> **DATA EXTRACT**
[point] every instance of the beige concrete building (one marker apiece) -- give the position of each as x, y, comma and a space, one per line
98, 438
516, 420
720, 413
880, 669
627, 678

> **JOB**
Copy out the entries again, with "building" changed to "structure" and every other part kept the same.

> **ANSWER TO THE EXERCISE**
[point] every instance of the beige concrete structure (one marker apiece) -- give the position of each as x, y, comma and a space, one per line
98, 438
516, 420
720, 413
880, 669
627, 678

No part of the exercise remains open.